>>>

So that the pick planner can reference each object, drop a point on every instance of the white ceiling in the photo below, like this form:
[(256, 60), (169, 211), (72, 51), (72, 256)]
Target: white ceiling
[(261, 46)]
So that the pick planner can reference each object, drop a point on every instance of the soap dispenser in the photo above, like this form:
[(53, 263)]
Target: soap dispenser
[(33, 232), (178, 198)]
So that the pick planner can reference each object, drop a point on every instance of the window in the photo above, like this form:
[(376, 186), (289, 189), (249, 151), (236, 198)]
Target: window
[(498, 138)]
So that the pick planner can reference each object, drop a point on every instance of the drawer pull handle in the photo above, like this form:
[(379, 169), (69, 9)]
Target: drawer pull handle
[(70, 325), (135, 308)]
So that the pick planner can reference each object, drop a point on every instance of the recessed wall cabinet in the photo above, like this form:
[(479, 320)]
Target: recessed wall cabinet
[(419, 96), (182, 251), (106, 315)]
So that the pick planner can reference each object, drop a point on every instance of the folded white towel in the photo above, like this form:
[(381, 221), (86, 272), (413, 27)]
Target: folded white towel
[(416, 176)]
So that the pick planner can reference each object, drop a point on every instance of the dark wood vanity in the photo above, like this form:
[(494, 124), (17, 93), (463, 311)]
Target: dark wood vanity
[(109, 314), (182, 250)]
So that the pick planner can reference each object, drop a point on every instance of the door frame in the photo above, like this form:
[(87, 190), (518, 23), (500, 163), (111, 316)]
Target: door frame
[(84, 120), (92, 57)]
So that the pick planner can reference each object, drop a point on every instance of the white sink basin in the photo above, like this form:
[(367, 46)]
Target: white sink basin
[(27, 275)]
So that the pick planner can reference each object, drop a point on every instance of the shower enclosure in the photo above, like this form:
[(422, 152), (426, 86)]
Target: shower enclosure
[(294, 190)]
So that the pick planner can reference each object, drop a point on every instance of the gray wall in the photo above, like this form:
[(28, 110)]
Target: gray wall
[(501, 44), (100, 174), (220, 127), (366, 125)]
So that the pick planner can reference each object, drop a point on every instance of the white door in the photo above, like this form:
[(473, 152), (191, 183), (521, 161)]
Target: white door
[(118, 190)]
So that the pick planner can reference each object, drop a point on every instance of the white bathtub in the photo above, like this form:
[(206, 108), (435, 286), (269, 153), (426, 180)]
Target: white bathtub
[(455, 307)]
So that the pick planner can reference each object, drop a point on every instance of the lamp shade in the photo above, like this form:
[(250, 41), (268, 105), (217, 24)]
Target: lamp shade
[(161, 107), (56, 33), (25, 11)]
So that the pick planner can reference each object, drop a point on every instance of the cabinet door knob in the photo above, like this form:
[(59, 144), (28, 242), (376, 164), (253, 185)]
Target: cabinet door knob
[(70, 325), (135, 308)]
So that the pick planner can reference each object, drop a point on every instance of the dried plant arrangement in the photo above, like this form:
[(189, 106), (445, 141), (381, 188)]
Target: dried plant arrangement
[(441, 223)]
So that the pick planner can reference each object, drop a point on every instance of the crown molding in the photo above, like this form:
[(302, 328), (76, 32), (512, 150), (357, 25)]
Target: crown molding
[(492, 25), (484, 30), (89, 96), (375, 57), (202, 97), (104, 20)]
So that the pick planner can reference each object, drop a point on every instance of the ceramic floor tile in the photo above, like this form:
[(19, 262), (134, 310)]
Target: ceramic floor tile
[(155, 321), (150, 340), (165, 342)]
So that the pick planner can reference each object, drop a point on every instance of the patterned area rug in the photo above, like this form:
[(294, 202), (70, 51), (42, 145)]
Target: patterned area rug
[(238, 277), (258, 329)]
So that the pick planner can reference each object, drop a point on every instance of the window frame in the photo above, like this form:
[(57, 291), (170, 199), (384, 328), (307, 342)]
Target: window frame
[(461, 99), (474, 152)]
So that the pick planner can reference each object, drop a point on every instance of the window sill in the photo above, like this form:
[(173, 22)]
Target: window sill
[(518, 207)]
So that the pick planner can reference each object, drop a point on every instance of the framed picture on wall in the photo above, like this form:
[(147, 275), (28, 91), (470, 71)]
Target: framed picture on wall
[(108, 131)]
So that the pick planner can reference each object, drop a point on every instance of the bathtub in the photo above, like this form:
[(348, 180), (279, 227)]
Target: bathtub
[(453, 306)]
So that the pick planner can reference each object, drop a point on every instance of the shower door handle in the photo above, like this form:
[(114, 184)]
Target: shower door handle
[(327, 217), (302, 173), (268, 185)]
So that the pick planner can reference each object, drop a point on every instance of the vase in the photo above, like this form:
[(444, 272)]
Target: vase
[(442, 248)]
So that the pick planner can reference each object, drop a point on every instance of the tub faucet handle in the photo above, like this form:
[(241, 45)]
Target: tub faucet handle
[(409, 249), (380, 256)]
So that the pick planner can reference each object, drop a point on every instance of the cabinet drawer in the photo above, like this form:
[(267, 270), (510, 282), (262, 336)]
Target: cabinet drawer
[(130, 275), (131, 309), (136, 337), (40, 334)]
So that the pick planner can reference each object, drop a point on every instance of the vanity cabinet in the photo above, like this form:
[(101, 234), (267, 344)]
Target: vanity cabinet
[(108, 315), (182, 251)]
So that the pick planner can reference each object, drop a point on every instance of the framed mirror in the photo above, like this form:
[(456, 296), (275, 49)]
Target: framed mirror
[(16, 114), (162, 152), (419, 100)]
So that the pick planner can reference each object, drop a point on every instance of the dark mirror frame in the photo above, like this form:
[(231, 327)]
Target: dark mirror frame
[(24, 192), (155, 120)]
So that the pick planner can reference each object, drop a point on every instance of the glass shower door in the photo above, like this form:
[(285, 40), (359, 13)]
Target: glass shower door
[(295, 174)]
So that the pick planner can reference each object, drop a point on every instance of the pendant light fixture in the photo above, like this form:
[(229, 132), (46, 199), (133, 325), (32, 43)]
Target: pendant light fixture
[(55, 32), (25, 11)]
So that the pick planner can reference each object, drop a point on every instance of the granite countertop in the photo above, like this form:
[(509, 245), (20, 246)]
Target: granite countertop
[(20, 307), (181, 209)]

<<<

(Task goal)
Could you write out the records above again, swapping every "pick planner" for "grasp planner" and changing nothing else?

(Answer for this exercise)
So that the grasp planner can reference each object, drop a point on every instance of the white ceiling in the photo below, like this form:
[(256, 60), (169, 211), (72, 51), (72, 256)]
Target: white ceiling
[(261, 46)]
So that the grasp planner can reference each object, drop a point on every instance of the soap dispenser in the photo above, like this form:
[(53, 263)]
Target: soap dispenser
[(33, 232), (178, 198)]
So that the grasp planner can reference each object, drop a point on every instance of the window in the photo above, like this form:
[(376, 186), (289, 189), (249, 151), (236, 198)]
Target: window
[(498, 138)]
So that the grasp planner can reference each object, drop a point on every instance of the drawer pull handle in the photo above, like this form:
[(379, 169), (69, 9)]
Target: drawer pull handle
[(70, 325), (135, 308)]
So that the grasp planner can reference each object, drop a point on every instance of the recessed wall cabinet in the photo above, like this form:
[(479, 320)]
Target: recessed wall cabinet
[(419, 96), (182, 251), (106, 315)]
So that the grasp planner can reference each object, drop a point on every instance of the folded white towel in the photo above, like this form:
[(381, 221), (86, 272), (413, 27)]
Target: folded white towel
[(416, 176)]
So that the grasp planner can reference each object, drop a point on every instance of the dark wood vanity in the photo above, like this form:
[(494, 124), (17, 93), (463, 311)]
Target: dark wood vanity
[(109, 314), (182, 250)]
So that the grasp planner can reference each object, drop a point on every instance of the door frame in the photo above, like this form:
[(87, 190), (518, 23), (500, 163), (111, 316)]
Target: door frame
[(84, 120), (92, 57)]
So that the grasp planner can reference each object, drop a point on every instance of the white sink basin in the photo above, like this form:
[(367, 46)]
Target: white sink basin
[(27, 275)]
So that the grasp planner can reference each object, drop a point on every instance of the shower enclosure in the photo above, like this form:
[(422, 152), (426, 86)]
Target: shower enclosure
[(294, 190)]
So that the grasp planner can reference each object, drop a point on every instance of the gray wall in the photo above, like this form:
[(28, 110)]
Target: gray wall
[(501, 44), (100, 174), (220, 127), (366, 125)]
So that the grasp planner can reference each object, drop a point on every instance of the white door in the photo above, like this form:
[(473, 152), (191, 183), (521, 161)]
Target: white door
[(118, 190)]
So that the grasp planner can reference each object, drop a point on every instance of the white bathtub in the photo above, like this form:
[(206, 108), (435, 286), (269, 153), (426, 180)]
Target: white bathtub
[(455, 307)]
So that the grasp planner can reference each object, drop a point on every instance of the lamp shade in the photo above, like this form:
[(250, 41), (268, 105), (217, 24)]
Target: lamp shade
[(161, 107), (56, 33), (25, 11)]
So that the grasp planner can reference each object, drop a point on every instance of the cabinet door knob in the photo above, like this form:
[(59, 144), (28, 242), (376, 164), (253, 185)]
Target: cabinet door knob
[(70, 325), (135, 308)]
So that the grasp planner can reference each object, drop a point on every instance of the dried plant arrangement in the photo above, like this form:
[(189, 106), (445, 141), (381, 188)]
Target: dried plant arrangement
[(441, 223)]
So that the grasp planner can reference each object, drop a point on every instance of the crown molding in the photo above, like this form:
[(302, 328), (76, 32), (512, 150), (357, 25)]
Target: crown molding
[(492, 25), (484, 30), (89, 96), (375, 57), (202, 97), (104, 20)]
So that the grasp planner can reference each object, drop a point on every instance of the ceramic floor tile in the photo above, like this form:
[(19, 262), (134, 310)]
Target: ceramic floor tile
[(155, 321), (150, 340), (165, 342)]
So that the grasp planner can reference each object, drop a point on every instance of the patterned area rug in the photo above, like this form:
[(294, 202), (70, 51), (42, 145)]
Target: patterned area rug
[(238, 277), (258, 329)]
So that the grasp planner can reference each object, drop a point on every instance of the window frame in the photo above, like this form:
[(57, 291), (170, 199), (384, 328), (307, 342)]
Target: window frame
[(461, 99), (474, 152)]
So that the grasp planner can reference each object, drop a point on every instance of the window sill in the photo above, like this form:
[(173, 22)]
Target: window sill
[(518, 207)]
So that the grasp planner can reference each object, drop a point on every instance of the framed picture on wall in the photo above, like this form:
[(147, 275), (28, 91), (470, 71)]
Target: framed picture on wall
[(108, 131)]
So that the grasp planner can reference each object, drop a point on every instance of the bathtub in the photo above, like this form:
[(348, 180), (279, 227)]
Target: bathtub
[(453, 306)]
So that the grasp planner can reference each object, drop a point on every instance of the shower door handle in the photo above, like this form:
[(114, 184)]
Target: shower door handle
[(327, 217), (302, 173), (268, 185)]
So that the grasp planner can reference each object, drop a point on every instance of the vase in the photo above, like this form:
[(444, 272)]
Target: vase
[(442, 248)]
So that the grasp planner can reference each object, drop a point on every instance of the tub faucet handle in the photo above, like this form:
[(241, 45)]
Target: tub faucet handle
[(409, 249), (380, 256)]
So that the grasp planner can reference each object, drop a point on every instance of the cabinet drawer in the photo above, like this form:
[(267, 270), (510, 282), (262, 336)]
Target: cabinet drawer
[(130, 275), (131, 309), (136, 337), (40, 334)]
So that the grasp planner can reference each object, drop a point on every instance of the vanity cabinet in the photo above, like this form:
[(101, 234), (267, 344)]
Target: vanity cabinet
[(108, 315), (182, 251)]
So that the grasp planner can reference each object, drop a point on every instance of the framed mirror in the photo above, like this form:
[(456, 296), (275, 49)]
Target: framed mirror
[(16, 114), (162, 152), (419, 100)]
So that the grasp planner can reference each object, drop a point on every instance of the dark mirror frame in the photo above, like this form:
[(231, 327)]
Target: dark mirror frame
[(24, 192), (155, 120)]
So that the grasp planner can reference each object, drop a point on every instance of the glass shower door in the photo above, like this form:
[(285, 40), (359, 13)]
Target: glass shower door
[(295, 174)]
So that the grasp planner can reference each object, drop a point on every instance of the pendant light fixture in the photo above, like this form:
[(229, 132), (46, 199), (133, 325), (32, 43)]
Target: pendant light fixture
[(55, 32), (25, 11)]
So that the grasp planner can reference each object, drop a point on every instance of the granite countertop in the photo above, like this form:
[(509, 245), (20, 246)]
Target: granite countertop
[(20, 307), (181, 209)]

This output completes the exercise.